[START Supplied material]
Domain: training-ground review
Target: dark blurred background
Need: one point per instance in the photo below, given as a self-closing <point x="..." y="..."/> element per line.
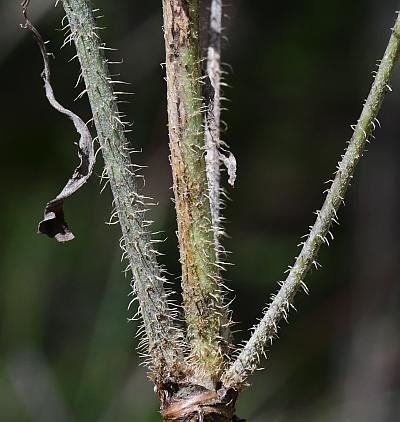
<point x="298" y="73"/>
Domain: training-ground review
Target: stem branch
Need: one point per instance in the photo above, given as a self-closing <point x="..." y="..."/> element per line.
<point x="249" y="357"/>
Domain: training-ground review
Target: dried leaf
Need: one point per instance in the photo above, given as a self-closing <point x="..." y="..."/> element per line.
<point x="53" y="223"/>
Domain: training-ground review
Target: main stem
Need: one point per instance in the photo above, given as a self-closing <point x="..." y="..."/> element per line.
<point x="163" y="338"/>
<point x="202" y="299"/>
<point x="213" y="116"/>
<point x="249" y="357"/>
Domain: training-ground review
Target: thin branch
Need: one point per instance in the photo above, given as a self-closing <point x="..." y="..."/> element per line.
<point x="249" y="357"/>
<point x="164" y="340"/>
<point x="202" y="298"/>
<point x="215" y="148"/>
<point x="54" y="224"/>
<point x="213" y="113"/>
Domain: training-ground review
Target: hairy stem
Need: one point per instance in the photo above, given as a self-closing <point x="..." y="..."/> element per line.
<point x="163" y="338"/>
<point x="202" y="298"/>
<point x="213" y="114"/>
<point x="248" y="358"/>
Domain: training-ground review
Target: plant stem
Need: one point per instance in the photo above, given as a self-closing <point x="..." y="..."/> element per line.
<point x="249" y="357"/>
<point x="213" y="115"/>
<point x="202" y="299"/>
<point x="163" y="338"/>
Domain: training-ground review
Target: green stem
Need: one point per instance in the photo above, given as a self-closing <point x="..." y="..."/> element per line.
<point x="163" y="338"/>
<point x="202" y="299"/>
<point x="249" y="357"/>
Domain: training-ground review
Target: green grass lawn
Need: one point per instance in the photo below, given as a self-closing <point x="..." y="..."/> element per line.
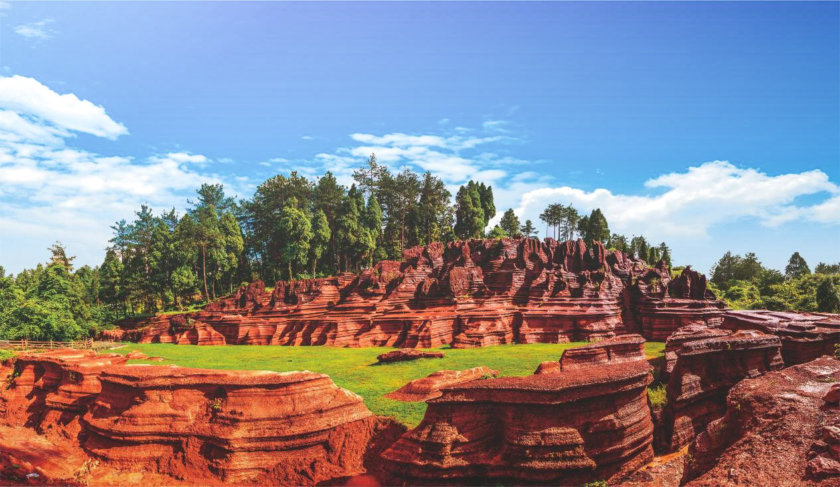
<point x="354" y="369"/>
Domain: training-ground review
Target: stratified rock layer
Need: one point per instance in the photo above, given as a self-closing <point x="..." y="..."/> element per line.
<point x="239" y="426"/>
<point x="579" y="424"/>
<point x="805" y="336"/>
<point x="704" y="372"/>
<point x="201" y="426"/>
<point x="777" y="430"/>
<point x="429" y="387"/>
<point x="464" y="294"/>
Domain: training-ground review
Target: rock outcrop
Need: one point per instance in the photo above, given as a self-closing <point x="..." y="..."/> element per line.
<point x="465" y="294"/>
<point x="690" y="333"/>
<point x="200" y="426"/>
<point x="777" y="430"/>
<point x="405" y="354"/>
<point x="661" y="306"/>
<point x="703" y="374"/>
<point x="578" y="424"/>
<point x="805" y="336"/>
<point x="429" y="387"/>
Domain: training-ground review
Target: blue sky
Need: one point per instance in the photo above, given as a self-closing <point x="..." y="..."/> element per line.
[END Supplied material]
Gather each line in the rows above that contains the word "green" and copy those lines in full. Case counts, so match uppercase and lowercase letters exactly.

Target: green stem
Target: green grass lawn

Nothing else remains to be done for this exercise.